Filter the data for "petal" and copy matching lines.

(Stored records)
+ + +

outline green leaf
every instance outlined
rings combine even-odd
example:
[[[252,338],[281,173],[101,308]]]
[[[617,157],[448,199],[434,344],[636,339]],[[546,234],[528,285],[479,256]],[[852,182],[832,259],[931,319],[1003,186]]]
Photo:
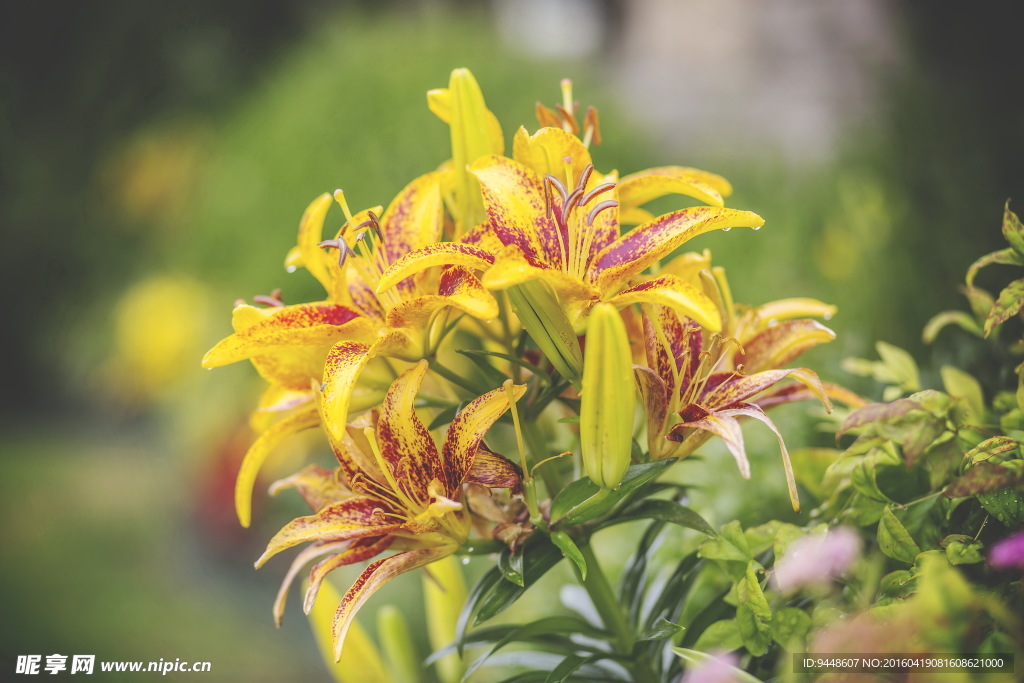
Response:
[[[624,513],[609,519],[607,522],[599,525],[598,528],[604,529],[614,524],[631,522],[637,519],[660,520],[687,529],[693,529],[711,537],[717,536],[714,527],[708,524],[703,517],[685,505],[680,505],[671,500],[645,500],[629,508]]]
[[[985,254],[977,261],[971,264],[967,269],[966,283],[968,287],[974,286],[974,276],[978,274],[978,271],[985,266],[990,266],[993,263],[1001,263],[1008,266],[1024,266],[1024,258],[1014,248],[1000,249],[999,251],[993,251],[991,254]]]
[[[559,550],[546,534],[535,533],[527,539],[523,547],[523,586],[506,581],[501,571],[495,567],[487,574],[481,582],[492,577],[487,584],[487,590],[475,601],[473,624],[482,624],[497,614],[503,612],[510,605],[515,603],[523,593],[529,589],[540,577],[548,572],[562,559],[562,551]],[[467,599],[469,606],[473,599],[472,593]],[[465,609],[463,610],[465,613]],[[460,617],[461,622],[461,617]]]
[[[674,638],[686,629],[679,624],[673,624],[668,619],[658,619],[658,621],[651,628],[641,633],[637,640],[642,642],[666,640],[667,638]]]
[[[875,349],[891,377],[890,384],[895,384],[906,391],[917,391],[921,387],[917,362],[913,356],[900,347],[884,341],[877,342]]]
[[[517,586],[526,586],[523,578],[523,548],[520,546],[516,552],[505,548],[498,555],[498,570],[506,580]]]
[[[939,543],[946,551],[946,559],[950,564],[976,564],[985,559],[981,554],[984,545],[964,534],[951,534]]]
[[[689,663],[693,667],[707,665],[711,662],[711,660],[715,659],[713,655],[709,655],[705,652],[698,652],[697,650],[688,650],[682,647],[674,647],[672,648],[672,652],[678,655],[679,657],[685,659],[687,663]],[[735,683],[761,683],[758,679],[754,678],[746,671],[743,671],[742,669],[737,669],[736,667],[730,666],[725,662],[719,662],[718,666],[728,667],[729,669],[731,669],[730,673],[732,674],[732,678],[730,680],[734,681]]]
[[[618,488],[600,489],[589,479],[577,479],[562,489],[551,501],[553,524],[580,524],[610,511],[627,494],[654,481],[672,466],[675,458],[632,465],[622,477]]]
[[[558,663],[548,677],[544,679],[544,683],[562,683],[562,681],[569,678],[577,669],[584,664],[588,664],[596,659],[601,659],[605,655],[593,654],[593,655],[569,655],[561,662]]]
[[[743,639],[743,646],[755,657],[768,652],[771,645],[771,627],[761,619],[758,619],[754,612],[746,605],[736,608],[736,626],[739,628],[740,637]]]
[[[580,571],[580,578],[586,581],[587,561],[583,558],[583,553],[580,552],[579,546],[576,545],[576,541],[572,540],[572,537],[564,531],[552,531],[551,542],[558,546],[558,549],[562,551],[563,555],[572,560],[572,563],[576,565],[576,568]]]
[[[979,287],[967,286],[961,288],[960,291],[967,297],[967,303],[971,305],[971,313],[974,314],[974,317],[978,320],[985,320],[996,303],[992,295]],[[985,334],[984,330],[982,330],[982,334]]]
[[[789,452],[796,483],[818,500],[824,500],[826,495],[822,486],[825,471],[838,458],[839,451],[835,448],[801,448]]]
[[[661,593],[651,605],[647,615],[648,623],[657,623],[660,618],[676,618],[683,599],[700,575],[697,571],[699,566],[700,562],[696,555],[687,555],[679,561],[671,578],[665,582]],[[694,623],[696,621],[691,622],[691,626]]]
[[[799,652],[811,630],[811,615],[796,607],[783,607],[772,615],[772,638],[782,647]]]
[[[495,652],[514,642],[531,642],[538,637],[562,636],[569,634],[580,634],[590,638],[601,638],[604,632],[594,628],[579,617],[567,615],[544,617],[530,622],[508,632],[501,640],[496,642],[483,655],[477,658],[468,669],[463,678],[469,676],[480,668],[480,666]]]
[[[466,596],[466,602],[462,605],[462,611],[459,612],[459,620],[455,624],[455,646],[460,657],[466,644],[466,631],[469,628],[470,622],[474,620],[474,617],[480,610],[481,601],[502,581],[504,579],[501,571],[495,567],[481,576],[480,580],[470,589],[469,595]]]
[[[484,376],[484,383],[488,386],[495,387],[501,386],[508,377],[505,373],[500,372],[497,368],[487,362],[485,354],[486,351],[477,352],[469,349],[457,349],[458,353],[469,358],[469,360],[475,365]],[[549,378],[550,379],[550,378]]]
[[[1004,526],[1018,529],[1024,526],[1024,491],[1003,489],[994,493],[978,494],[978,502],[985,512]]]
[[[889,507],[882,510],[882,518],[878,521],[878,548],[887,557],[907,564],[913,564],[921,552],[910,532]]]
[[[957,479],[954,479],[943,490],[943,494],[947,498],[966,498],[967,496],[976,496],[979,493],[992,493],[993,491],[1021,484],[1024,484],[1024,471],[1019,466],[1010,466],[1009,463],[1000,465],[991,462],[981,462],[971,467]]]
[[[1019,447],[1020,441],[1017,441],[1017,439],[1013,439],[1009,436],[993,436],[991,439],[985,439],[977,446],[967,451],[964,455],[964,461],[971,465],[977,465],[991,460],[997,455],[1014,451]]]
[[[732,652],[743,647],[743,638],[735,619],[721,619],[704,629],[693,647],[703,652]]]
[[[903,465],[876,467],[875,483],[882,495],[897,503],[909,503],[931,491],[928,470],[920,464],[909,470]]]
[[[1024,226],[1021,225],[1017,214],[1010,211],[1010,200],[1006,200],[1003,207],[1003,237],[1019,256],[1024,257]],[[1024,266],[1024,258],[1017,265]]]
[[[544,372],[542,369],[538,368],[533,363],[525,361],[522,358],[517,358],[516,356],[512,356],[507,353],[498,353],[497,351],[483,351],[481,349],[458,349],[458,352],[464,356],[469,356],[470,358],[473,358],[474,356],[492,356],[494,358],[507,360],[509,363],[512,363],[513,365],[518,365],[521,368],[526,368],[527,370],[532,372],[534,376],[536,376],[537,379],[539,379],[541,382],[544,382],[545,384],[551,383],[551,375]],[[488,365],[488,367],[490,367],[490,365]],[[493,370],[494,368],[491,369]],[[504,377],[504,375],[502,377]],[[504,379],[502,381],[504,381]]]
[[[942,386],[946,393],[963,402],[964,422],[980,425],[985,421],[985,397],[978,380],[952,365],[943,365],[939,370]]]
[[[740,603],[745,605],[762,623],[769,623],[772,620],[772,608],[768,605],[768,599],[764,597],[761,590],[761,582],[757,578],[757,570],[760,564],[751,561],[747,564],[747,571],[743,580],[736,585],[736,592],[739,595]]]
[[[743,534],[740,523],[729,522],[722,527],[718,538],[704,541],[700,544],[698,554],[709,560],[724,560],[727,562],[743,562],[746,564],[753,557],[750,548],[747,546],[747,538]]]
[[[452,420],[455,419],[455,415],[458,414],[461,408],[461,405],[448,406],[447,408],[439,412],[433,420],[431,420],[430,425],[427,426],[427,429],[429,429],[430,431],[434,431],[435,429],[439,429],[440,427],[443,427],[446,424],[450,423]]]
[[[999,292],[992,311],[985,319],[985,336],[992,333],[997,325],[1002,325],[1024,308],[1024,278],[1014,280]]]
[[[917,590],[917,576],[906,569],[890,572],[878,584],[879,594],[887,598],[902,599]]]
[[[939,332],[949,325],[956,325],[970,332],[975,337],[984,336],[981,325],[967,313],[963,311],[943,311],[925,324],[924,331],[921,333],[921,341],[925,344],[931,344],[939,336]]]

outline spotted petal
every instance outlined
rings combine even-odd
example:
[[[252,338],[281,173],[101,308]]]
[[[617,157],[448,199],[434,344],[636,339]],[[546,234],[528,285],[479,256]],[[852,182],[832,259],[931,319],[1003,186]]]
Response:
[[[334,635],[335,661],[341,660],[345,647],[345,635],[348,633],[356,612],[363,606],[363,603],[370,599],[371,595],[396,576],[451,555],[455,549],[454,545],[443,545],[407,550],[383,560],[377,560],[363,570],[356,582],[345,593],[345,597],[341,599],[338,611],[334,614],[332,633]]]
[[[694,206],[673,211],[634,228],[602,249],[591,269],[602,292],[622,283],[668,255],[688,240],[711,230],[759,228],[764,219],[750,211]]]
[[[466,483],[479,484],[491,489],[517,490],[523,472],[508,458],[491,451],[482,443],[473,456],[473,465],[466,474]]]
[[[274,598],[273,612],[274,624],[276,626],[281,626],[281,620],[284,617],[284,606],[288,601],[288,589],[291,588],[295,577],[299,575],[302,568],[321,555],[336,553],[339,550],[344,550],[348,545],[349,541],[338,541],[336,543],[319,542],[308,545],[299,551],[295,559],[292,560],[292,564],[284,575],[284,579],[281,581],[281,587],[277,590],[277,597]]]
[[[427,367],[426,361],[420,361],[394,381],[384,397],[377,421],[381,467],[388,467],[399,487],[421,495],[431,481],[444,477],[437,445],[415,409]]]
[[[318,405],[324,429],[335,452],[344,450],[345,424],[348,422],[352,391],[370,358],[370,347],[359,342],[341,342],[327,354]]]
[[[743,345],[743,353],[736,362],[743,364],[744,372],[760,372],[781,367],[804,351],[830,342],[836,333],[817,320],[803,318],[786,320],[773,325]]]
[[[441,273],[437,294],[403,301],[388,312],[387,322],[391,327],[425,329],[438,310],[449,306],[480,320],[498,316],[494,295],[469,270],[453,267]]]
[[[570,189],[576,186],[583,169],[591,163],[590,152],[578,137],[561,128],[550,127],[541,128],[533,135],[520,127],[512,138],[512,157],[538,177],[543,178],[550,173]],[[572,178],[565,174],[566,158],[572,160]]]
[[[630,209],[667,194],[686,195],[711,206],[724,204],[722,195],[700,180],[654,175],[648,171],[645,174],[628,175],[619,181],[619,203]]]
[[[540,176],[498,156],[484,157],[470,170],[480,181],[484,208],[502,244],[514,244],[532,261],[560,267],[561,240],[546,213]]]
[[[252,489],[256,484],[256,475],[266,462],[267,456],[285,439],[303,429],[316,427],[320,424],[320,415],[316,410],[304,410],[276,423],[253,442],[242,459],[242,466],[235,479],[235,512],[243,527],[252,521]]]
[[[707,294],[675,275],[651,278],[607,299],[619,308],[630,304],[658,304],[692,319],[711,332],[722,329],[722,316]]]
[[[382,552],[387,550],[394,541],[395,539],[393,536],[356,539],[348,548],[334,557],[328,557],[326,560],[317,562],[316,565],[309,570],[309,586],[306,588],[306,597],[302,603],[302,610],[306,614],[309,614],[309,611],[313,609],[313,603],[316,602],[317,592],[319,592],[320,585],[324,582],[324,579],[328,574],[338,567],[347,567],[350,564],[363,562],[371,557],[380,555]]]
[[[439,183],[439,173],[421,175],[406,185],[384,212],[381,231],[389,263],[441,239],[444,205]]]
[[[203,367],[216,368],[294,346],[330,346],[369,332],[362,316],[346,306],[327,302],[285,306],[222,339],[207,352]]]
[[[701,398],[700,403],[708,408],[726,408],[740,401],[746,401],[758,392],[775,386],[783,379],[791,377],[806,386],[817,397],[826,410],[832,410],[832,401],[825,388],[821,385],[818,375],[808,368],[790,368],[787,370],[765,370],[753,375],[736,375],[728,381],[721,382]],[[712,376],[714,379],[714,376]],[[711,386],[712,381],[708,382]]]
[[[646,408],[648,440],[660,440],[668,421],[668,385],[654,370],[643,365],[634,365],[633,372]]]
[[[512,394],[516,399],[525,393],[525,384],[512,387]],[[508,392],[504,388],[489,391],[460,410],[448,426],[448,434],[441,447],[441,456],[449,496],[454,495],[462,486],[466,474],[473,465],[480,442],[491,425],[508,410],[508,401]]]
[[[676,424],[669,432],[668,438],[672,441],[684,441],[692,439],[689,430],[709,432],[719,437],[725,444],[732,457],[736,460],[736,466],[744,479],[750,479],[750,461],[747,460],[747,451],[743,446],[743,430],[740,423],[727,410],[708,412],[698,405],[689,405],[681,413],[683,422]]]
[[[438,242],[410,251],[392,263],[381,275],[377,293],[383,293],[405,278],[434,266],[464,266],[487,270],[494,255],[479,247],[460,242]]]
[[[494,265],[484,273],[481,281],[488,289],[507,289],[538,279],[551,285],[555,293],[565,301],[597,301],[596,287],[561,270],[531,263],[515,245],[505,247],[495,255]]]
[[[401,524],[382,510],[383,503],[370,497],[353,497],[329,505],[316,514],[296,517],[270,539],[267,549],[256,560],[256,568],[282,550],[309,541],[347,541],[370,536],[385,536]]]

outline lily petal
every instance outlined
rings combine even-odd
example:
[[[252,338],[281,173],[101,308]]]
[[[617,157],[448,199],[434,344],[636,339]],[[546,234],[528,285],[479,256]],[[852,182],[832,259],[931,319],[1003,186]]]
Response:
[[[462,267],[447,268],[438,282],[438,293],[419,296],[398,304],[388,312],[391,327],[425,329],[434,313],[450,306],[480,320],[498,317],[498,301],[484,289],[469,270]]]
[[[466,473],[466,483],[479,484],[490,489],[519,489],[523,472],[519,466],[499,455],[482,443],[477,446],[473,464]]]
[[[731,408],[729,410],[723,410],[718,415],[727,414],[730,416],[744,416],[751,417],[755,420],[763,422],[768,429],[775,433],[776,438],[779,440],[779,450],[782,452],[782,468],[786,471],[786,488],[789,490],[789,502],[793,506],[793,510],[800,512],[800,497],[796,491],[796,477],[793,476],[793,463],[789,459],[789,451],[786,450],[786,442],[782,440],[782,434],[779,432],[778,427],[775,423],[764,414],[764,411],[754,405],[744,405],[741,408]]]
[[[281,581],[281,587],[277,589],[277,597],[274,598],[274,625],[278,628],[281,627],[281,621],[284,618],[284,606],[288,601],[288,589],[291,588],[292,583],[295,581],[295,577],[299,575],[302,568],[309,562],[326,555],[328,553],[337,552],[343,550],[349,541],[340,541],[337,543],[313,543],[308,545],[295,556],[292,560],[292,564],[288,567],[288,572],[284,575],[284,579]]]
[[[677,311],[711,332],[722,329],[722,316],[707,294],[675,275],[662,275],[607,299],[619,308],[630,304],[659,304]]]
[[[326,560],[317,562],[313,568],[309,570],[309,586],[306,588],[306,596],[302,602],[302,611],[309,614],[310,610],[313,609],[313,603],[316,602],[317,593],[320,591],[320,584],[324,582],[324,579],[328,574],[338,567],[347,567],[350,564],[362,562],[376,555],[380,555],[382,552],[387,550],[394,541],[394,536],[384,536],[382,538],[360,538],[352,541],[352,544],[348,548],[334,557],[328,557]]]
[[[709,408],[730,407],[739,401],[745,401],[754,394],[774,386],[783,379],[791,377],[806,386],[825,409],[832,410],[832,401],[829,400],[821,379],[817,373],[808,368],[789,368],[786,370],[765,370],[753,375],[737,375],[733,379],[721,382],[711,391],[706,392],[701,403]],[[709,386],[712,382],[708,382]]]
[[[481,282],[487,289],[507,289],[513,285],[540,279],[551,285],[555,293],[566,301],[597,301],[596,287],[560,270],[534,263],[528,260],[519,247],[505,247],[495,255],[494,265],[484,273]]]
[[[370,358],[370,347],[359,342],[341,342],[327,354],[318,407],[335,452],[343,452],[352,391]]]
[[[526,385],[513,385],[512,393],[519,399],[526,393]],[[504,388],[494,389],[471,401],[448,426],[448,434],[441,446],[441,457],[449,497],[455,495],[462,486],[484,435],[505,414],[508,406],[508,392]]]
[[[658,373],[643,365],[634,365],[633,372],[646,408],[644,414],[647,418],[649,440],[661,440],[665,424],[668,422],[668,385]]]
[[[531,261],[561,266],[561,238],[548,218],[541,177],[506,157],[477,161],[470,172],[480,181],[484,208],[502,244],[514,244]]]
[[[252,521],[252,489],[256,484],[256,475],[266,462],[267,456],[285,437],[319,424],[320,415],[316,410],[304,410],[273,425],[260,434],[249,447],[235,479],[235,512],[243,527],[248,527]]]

+ + +

EXERCISE SOLUTION —
outline spotted petal
outline lily petal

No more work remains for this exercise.